## Document text
□ □ □ □

Paul Halmos

Paul Halmos

born: Mar 3, 1916 in Budapest, Hungary

Won awards for mathematical exposition and teaching. Wrote several classic textbooks and dozens of research papers in probability, algebraic logic and functional analysis. Edited several journals and textbook series. Held university positions at Illinois, Syracuse, Chicago, Michigan, Hawaii, Santa Barbara, Indiana and Santa Clara, as well as visiting appointments at the Institute for Advanced Study at Princeton, Montevideo, Miami, Harvard, Tulane, Washington, Berkeley, Edinburgh and Perth. Guggenheim Fellow.

Paul Halmos lived in bustling, culturally rich Budapest until he was a teenager. In 1924 his father, a widower and successful physician, anticipated the political storm to come in Europe, and emigrated to America. While he was establishing a new practice in Chicago, he remarried and brought Paul’s two older brothers to the United States. As soon as he became a naturalized citizen, he sent for thirteen-year-old Paul. “In view of my father’s citizenship I became an instant American. I don’t feel Hungarian. By culture, education, world view, and everything else I can think of — I feel American. I speak English with an accent, but I speak it infinitely better than I speak Hungarian. In every respect, except accent, I am an American.”

Due to some confusion about the Hungarian school system, Halmos was mistakenly placed in the 11th grade instead of the eighth. Language was “a hell of a problem” for a while, but in six months or so “I spoke rapid, incorrect, ungrammatical, colloquial English.” At the age of 15 Halmos graduated from high school and enrolled at the University of Illinois. “I was tall for my age and cocky. I pretended to be older and got along fine.” Halmos was definitely not a prodigy. He was good at balancing equations and differentiating things, but “I was a routine calculus student — I got B’s. I didn’t understand about limits. I just wanted to take courses and see what happened.” Yet, he finished a bachelor’s degree in three years. “I was too unimaginative to stop school, so I went to graduate school.” As a graduate student he flunked the master’s exam in philosophy. “But nothing would stop me. I continued taking courses [in mathematics],” even though, at the time, “I thought a lot of it was fussing about silly hair-splitting.” Then one afternoon “I remember standing at the blackboard in Room 213 of the mathematics building talking with [a classmate] and suddenly I understood what limits were. All that stuff became clear. That afternoon I became a mathematician.”

□ □ □ □

## Dataset records
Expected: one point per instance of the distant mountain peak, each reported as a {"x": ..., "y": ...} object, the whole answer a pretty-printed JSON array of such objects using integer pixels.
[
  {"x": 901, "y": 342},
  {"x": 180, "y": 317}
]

□ □ □ □

## Brief 1
Copy the rows above word for word, keeping every line in its original order.
## Brief 2
Write the next part of the Paul Halmos biography, picking up right after its last sentence.

## Written reply 1
Expected: one point per instance of the distant mountain peak, each reported as a {"x": ..., "y": ...} object, the whole answer a pretty-printed JSON array of such objects using integer pixels.
[
  {"x": 901, "y": 342},
  {"x": 180, "y": 317}
]

## Written reply 2
Halmos finished his Ph.D. in 1938, typed 120 letters of application, and got two answers: both NO. “The U of I took pity on me and kept me on as an instructor.” In the middle of that year a friend who was a year behind Halmos received a fellowship at the Institute for Advanced Study. “That made me mad. I wanted to go, too! So I resigned my teaching job, borrowed $1000 from my father, [wrangled] an unsupported membership (= a seat in the library) at the Institute, and moved to Princeton.” In his second year there, Halmos became John von Neumann’s assistant. His job was to attend lectures, take notes and sometimes type them up and have them duplicated. In 1942 Halmos produced a monograph, Finite-Dimensional Vector Spaces, which was “based on [some of] von Neumann’s lectures and completely inspired by him. That’s what got me started writing books.”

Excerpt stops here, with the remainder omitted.